━━━━━ Material shown ━━━━━

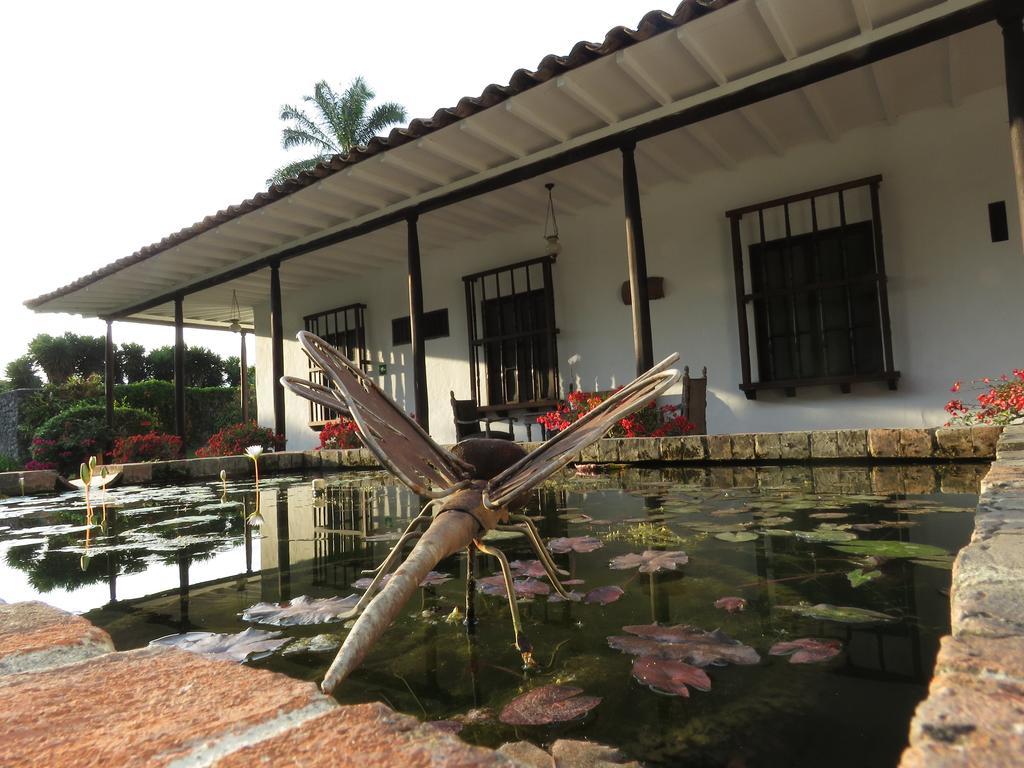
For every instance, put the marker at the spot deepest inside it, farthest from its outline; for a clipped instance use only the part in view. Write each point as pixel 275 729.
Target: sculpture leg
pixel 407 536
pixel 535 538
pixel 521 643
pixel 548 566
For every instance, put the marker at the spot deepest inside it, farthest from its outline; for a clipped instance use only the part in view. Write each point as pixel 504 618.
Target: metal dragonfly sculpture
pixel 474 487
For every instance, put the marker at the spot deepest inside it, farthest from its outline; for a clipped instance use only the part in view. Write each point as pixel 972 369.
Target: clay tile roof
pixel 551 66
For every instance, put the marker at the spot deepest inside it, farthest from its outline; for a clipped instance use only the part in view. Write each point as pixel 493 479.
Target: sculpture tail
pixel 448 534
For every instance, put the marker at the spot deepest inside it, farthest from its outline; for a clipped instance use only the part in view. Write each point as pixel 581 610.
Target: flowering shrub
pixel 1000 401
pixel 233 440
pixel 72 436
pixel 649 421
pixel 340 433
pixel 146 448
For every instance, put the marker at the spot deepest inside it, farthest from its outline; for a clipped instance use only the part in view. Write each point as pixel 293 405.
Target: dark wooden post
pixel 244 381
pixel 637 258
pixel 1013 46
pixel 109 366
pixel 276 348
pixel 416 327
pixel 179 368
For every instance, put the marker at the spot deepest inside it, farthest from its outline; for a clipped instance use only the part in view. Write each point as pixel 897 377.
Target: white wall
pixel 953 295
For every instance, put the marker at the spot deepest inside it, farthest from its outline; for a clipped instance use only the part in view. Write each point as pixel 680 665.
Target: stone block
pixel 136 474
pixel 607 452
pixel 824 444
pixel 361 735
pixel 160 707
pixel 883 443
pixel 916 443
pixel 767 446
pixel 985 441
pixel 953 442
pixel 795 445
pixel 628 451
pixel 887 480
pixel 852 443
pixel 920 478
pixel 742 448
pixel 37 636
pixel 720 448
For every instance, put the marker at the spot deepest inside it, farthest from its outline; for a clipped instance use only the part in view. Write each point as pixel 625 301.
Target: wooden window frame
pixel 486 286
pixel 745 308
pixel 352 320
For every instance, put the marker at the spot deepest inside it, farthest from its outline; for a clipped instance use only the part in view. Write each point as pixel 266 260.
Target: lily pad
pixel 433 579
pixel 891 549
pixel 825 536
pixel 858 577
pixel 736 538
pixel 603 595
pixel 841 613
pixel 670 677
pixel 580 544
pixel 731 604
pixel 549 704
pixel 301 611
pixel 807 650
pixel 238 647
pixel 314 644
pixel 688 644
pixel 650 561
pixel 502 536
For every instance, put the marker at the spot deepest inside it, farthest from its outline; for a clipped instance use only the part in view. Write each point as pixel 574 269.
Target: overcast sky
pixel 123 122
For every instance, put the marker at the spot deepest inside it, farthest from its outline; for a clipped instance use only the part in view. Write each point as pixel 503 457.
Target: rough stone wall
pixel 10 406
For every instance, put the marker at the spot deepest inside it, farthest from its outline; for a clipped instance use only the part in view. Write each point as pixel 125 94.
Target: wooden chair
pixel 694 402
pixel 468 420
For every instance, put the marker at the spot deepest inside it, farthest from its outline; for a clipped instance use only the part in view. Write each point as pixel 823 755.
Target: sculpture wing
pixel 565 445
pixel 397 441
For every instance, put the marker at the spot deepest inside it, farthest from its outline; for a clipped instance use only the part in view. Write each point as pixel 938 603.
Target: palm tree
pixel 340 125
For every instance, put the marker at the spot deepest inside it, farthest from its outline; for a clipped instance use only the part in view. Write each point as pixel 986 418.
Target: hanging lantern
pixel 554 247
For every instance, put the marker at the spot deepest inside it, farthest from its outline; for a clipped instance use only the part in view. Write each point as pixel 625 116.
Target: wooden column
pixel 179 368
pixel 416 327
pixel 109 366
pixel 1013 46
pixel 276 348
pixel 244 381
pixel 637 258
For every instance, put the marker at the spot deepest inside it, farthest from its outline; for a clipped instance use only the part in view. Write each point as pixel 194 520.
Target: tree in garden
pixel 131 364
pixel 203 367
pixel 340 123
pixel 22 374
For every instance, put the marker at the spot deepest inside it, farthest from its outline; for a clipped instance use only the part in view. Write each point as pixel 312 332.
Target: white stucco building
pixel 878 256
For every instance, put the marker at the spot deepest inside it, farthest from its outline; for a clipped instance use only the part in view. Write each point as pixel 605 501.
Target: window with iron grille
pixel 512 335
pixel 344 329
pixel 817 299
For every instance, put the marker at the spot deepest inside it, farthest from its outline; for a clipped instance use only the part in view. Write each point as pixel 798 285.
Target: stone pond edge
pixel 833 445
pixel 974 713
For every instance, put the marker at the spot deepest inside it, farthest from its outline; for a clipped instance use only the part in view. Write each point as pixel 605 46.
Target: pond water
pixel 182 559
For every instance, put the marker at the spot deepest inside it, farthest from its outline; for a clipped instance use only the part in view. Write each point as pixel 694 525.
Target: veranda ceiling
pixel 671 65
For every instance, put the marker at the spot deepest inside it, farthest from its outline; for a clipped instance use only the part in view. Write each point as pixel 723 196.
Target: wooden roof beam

━━━━━
━━━━━ Material shown ━━━━━

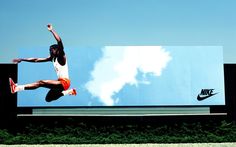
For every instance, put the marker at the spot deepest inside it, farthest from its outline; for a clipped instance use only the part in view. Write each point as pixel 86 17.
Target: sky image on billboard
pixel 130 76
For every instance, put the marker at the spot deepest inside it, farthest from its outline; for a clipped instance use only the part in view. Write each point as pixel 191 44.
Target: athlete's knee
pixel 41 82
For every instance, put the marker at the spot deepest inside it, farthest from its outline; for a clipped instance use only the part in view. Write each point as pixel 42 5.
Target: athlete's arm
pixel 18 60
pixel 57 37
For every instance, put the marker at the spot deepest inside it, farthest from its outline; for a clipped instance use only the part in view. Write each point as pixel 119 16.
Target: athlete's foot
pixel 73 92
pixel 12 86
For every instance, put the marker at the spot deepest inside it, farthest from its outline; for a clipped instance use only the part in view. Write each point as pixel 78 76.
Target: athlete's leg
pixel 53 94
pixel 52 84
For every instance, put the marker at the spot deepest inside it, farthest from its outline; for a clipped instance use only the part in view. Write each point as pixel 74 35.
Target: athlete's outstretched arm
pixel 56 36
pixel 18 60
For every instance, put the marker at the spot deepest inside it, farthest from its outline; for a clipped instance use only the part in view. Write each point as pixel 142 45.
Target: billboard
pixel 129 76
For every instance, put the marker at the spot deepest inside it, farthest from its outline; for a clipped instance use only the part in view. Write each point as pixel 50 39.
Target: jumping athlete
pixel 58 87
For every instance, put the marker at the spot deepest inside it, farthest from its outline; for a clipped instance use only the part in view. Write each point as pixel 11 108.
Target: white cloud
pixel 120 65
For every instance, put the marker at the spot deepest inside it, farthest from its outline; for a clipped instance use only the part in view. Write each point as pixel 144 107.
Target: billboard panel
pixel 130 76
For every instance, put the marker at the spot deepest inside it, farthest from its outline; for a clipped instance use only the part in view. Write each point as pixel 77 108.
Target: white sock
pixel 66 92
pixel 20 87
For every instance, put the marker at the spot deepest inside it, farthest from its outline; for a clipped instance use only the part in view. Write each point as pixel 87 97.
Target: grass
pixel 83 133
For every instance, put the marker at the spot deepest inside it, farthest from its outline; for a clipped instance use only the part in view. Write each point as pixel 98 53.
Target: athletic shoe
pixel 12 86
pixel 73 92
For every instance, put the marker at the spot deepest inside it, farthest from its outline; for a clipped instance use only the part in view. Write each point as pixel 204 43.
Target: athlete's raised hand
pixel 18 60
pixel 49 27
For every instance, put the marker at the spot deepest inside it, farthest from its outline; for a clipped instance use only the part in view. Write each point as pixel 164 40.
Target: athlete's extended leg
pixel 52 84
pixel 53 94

━━━━━

— Exercise objective —
Beginning with the line containing "Target: tree in garden" and ending with the line containing "pixel 605 501.", extract those lines exactly from the listing above, and only those.

— Response to this task —
Target: tree in garden
pixel 131 364
pixel 203 367
pixel 340 123
pixel 22 374
For every instance, put the marker at the spot deepest inside it, farthest from its outline; for a clipped instance use only the part in view. Write each point as pixel 312 332.
Target: white stucco building
pixel 878 256
For every instance, put the marker at the spot deepest inside it, farthest from its outline; for a clipped instance use only the part in view. Write each point as pixel 605 501.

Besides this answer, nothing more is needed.